Material provided.
start

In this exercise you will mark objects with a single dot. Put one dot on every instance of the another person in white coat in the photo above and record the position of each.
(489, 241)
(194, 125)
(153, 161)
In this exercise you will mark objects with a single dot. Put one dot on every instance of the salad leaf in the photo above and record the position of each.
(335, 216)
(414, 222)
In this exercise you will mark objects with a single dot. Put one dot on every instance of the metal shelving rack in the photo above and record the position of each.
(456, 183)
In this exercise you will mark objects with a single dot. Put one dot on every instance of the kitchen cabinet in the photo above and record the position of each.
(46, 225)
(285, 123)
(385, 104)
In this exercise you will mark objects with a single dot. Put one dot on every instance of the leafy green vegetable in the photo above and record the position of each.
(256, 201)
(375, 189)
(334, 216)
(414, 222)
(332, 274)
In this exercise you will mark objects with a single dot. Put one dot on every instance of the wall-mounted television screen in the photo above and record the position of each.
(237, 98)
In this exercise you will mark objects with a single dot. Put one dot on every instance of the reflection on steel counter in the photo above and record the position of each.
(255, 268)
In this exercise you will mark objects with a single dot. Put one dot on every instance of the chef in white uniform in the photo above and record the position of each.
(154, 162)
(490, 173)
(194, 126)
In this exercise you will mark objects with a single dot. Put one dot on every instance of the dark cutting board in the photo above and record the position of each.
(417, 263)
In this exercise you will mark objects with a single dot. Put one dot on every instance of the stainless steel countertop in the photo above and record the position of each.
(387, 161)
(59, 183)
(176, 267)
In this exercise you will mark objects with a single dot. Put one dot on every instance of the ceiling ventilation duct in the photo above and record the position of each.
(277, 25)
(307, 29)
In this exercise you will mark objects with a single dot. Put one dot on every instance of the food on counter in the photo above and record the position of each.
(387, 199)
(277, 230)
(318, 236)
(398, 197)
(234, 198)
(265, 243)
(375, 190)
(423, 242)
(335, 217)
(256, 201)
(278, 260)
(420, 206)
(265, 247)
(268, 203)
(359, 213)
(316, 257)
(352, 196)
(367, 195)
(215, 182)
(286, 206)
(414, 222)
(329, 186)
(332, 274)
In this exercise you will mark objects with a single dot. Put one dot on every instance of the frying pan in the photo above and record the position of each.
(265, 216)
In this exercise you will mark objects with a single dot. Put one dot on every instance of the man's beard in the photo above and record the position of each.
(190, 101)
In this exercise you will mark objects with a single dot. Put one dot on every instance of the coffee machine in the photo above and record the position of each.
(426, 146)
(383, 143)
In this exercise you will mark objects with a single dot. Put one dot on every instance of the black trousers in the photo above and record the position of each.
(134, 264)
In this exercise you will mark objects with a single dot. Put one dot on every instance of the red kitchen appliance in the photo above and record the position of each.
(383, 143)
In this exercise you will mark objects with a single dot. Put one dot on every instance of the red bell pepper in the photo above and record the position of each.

end

Do this.
Please switch "single dot" to "single point" throughout the listing above and give the listing again with nothing else changed.

Solution to this problem.
In this exercise you will mark objects with a single point. Put one dot on every instance of the another person in white coat in the photo above and record the position of each.
(489, 241)
(194, 125)
(153, 161)
In this exercise you will mark objects with a single point. Put one dot on every instance of the salad leaf in the photo above and record the position of each.
(335, 216)
(414, 222)
In this exercise you will mark objects with a single point. Put one dot on every instance of the metal shelving rack in the photo above and record the position of each.
(456, 183)
In this exercise you will mark objects with a single point. Put one dot on every instance of the kitchen cabinet in the photo above and record the position of each.
(46, 225)
(285, 123)
(385, 104)
In this exercise you will mark objects with a single point. Put one dot on every instance of the leafy green vegetable in the photo above and record the position of each.
(256, 201)
(375, 189)
(334, 216)
(414, 222)
(332, 274)
In this exercise you will mark objects with a single point. Put one dot on every instance of the wall-mounted television screen in the photo above and record the position of each.
(237, 98)
In this exercise you will mark objects with a single point. Put one dot on every instance of the reflection on steel counter in the photo above and record the position of each.
(255, 268)
In this exercise you will mark objects with a single point. Put one dot on every instance of the chef in white uniform in the photo above and record the position of each.
(154, 162)
(490, 173)
(194, 126)
In this exercise you will mark objects with a single point. Put one dot on every instance of the dark cutting board in the photo above and record the position of each.
(417, 263)
In this exercise you will mark objects with a single point. Put one dot on every instance of the stainless steel countertop in the photo above and record the position of each.
(387, 161)
(59, 183)
(176, 267)
In this exercise you will mark objects with a single point. Put one dot on every instance of the ceiling ventilation duct in the photo above and record the position of each.
(277, 25)
(307, 29)
In this exercise you will mark objects with a single point. Put one dot on every instance of the food on counter in the photo above and record the position of each.
(387, 199)
(277, 230)
(318, 236)
(398, 197)
(234, 198)
(265, 243)
(375, 190)
(423, 242)
(335, 217)
(256, 201)
(278, 260)
(420, 206)
(265, 247)
(268, 203)
(359, 213)
(316, 257)
(352, 196)
(367, 195)
(215, 182)
(286, 206)
(414, 222)
(329, 186)
(332, 274)
In this exercise you will mark objects with a single point. Put one dot on every instance of the frying pan in the photo above and record the position of each.
(265, 216)
In this exercise you will mark objects with a single point. Put one dot on every instance of the man's beard in the photo above and record the position of each.
(190, 101)
In this exercise you will mark objects with a single point. Put one dot on every instance of the coffee machine in the photo above and record the position of each.
(426, 146)
(383, 143)
In this exercise you will mark objects with a single point. Put one dot on every instance of the black trousers in the photo above and record the position of each.
(134, 264)
In this exercise you will mark objects with a single point. Put one dot on every instance of the red kitchen appliance in the photo above and record the position of each.
(383, 143)
In this exercise you will mark objects with a single point. Put one dot on every instance of the red bell pepper in the photo above and record the position of each.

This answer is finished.